Top of TEXT
On Monday, Apple (NASDAQ:AAPL) confirmed what analysts already feared: The novel coronavirus outbreak will cause second-quarter revenue to come up short of guidance because iPhone supplies have been interrupted while demand in China has dried up.

Three weeks ago, Apple said it expected net sales between $63 billion and $67 billion for the quarter, and noted that the broad $4 billion range reflected uncertainty about the effects the virus would have. But on Monday, it updated the outlook to say even that was too ambitious.

A woman wearing a surgical mask on a train

Image source: Getty Images.

"We are experiencing a slower return to normal conditions than we had anticipated," the company said in a news release. "As a result, we do not expect to meet the revenue guidance we provided for the March quarter." 

It blamed the virus for a global constraint on iPhone supply as well as a slower return to normalcy than anticipated. It also warned that demand in China for its phones was down considerably. Apple didn't provide a financial estimate of the coronavirus' impact.

Going from bad to worse 

Analysts suspected this would happen. Businesses and industries that have any sort of tangential relationship to China's factories have been scrutinized for what the potential effect would be on their operations. 

Just last week, though, market researchers at IDC predicted a sharp drop in smartphone shipments from China this quarter. But where Apple is assuring the disruption is only temporary, IDC says the turmoil may ripple out for a lot longer.

It said that it expects China's smartphone shipments to drop more than 30% year over year in the 2020 first quarter, "not to mention create uncertainty in product launch plans, the supply chain, and distribution channels, in the mid and long term."

That warning also hints at a delay in what was supposed to be Apple's new low-cost iPhone that had been scheduled to be revealed next month.

The key to regaining momentum

As sales have suffered from consumer fatigue over $1,000 iPhones, Apple has begun lowering the price of smartphones. Last September, it cut the price of the iPhone 11 to $650 even though it had new, enhanced features, and it was due to unveil a new cut-rate iPhone in March, its first bargain iPhone since the SE.

Bloomberg reported Apple had been scheduled to begin production on it this month in a bid to become more competitive in fast-growing but price-sensitive emerging markets like India. With Android phones below $200 flooding the market, Apple was having a difficult time gaining traction.

The new iPhone has been dubbed the "SE 2" by at least one analyst, though Japanese site Mac Otakara suggests it might be called the iPhone 9 since that number was skipped over by Apple. It's expected to have a design similar to the iPhone 8, which sells for $450. The iPhone SE debuted at $400 in 2016.

A pervasive impact

Factory workers at Asian manufacturers Foxconn, Pegatron, and elsewhere who had been scheduled to return to work on Feb. 10 were notified that the Lunar New Year holiday was being extended. While Hon Hai Precision Industry (Foxconn's official corporate name) was officially resuming production on that date, workers from outside the province where its factory is located are being sequestered for an additional 14 days.

Apple was already facing slowing demand in China. IDC says iPhone shipments dropped almost 10% to 32.8 million last year, and though it wasn't as bad as most other competitors, and its fourth-quarter shipments jumped almost 5% likely as a result of the iPhone 11, China is not the go-to growth market it once was.

The coronavirus outbreak is going to dampen that even further, so despite Apple's assurances of a temporary shortfall, the implications for annual revenue could be much stronger.
Bottom of TEXT
Top of RECORD EXCERPTS
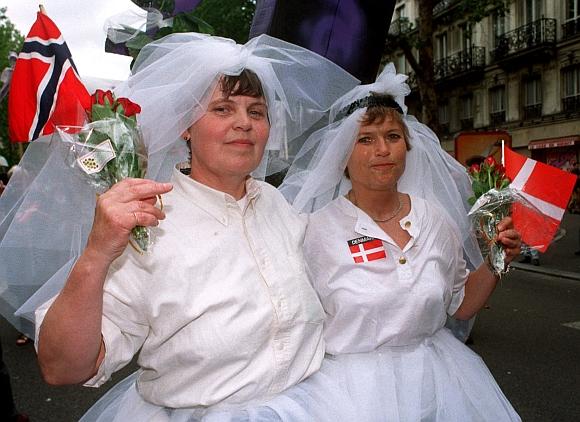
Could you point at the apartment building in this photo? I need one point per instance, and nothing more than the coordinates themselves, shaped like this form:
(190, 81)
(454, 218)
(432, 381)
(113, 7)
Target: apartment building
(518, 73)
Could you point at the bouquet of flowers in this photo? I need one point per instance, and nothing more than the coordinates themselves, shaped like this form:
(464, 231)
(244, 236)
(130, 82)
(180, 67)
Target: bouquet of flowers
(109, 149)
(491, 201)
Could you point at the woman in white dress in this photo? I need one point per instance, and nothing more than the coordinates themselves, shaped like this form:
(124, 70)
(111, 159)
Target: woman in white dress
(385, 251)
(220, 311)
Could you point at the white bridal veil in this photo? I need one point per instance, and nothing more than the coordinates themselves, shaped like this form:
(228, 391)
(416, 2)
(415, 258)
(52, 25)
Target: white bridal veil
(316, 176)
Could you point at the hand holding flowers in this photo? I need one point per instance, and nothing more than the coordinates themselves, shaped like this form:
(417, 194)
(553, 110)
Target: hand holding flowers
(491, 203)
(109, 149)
Bottom of RECORD EXCERPTS
WORK TASK 1
Please copy from the article on Apple's revenue warning everything from "The new iPhone" down to "at $400 in 2016.".
WORK TASK 2
In the article on Apple's revenue warning, what price did the iPhone SE debut at in 2016?

ANSWER 1
The new iPhone has been dubbed the "SE 2" by at least one analyst, though Japanese site Mac Otakara suggests it might be called the iPhone 9 since that number was skipped over by Apple. It's expected to have a design similar to the iPhone 8, which sells for $450. The iPhone SE debuted at $400 in 2016.

ANSWER 2
$400